November 24, 2011 is Thanksgiving in the USA and there is a lot to be thankful for. It seems fitting that today of all days, my blog is two years old.
A lot has changed since the beginning. The publishing of posts has slowed down considerably because I have become more selective. When DCC was brand new I tried to catch every cold case I could that appeared in the news. I jumped on every tip, link and idea. It resulted in an enormous amount of posts. But after the first year, things changed or better said: I changed. My enthusiasm is still there, the dedication never wavered but I learned that I cannot keep up this tempo. I decided that in the future I would post links from newspapers in a “Sum it Up!” post. It became an instant hit with DCC readers and I will continue this series.
In the second year, I designed a logo. I use it as an avatar and it will be used as the cover for e-Books with of course, adjusted titles. The reactions to my creation are very positive and I am glad of all the comments I have received about it on Twitter.
Most popular aside from the home page were: ” Vidocq presents Dominic d’Souza!” and Tiah’s guest post in the Laura Henderson-Ibach case: “the time line does not work and police do not care.” The most popular cases were the posts concerning the Hina family, the Crewes, and of course, William Thomas Zeigler.
My interactions with authors and bloggers on Twitter have led to new collaborations. In DCC’s second year, interesting people guest blogged on DCC such as David Russell, Darren Bruce, Christa Miller, and of course the Writing PIs returned for a 2 part session. I already have some great guest bloggers lined up for 2012!
I did not just start to follow more authors on Twitter; I also looked at their books. The results are posted as book reviews on DCC and more will follow.
Through other authors, I learned about “Blog Tour de Troops” and I gladly agreed to join when I was asked. I reviewed “Murder at the Rocks” from author Jill Paterson and “ETA” from author Delphine Pontvieux. Both authors referred to my posts on their blogs and I thank them for that.

Task to complete: Write a continuation of the blog anniversary post that picks up after its final sentence. The items that come next are not required for the work here.

Given entries:
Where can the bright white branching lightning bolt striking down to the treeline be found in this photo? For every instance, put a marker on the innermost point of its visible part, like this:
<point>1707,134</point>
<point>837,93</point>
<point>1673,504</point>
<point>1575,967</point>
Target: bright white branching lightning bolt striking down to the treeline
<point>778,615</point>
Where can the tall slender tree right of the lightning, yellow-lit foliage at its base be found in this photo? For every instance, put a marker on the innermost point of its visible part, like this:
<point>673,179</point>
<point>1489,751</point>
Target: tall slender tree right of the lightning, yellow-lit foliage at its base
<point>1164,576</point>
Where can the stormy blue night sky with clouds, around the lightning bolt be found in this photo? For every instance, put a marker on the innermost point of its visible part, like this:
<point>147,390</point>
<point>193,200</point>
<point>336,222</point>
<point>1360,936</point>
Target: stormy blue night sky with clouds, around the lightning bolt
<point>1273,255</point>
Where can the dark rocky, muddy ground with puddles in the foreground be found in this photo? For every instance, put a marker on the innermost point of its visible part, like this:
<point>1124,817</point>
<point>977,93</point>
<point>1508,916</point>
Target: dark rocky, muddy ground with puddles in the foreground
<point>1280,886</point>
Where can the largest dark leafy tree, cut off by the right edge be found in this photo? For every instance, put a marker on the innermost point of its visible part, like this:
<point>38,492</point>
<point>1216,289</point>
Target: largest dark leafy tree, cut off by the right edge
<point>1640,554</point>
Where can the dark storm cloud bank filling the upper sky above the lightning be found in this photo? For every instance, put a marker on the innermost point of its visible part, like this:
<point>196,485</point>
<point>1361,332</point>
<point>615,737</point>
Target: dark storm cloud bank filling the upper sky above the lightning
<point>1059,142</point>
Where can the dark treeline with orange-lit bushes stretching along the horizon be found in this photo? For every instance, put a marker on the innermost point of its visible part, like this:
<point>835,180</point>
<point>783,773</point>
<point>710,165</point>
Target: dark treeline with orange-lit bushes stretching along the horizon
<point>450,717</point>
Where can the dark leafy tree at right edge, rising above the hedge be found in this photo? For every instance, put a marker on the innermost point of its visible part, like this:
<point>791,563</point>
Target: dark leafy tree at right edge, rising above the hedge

Output of the task:
This initiative #Blog Tour de Troops” gave free books to our troops and veterans. It is a simple concept in which the authors get book reviews and link to the blogger’s posts. They also commit to send free e-Books to blog commenters and our Troops. The bloggers get the book, the links and traffic. It was a win-win situation for all!
With all these changes, cclivechat is changing as well. We started out as a weekly Friday chat but over the past few months it became clear that it was a tempo nobody could keep up. After the last summer break, it was clear that the format needed to change. On the homepage you can find the schedule for the themed chats. The chats are still on a Friday, still from noon-1pm EST but during most of these chats I will have a guest and we discuss a specific topic. All recaps will still be posted on DCC as usual so you can read up if you miss one.
By changing from casual get-together-chats to less frequent but more focused chats, I hope to make the best of everyone’s time and to use the chats more efficiently. The other advantage of a themed chat is of course the chance to explore a topic in-depth. There will still be some casual chats but not anymore on a weekly basis.
I think that in year three you will see DCC change even further. My goal is to build an interdisciplinary community with people all somehow connected to cold cases: experts featuring in guest posts and in themed cclivechats, authors who use the cold cases for inspiration for their books or book characters. Of course, law enforcement officers who want more media attention for some of their coldest cases and journalists updating us on breaking news in unsolved homicides. Let’s not forget lawyers who comment on trials and give insight into the legal proceedings and hurdles we may face to get a cold case back on track. And private investigators who can help us brainstorm about a certain case. Of course, what ties all these people together will be the expanded readership that slowly raises even greater awareness for these cases.
None of this would ever have been possible without the steadfast support of Jacques Soudan, my webmaster. I cannot thank everyone enough for hanging in there with me! A big THANK YOU to those who return to DCC every day: my readers. Without you, DCC would not be where it is today. I thank you for reading, for your support, and for your loyalty.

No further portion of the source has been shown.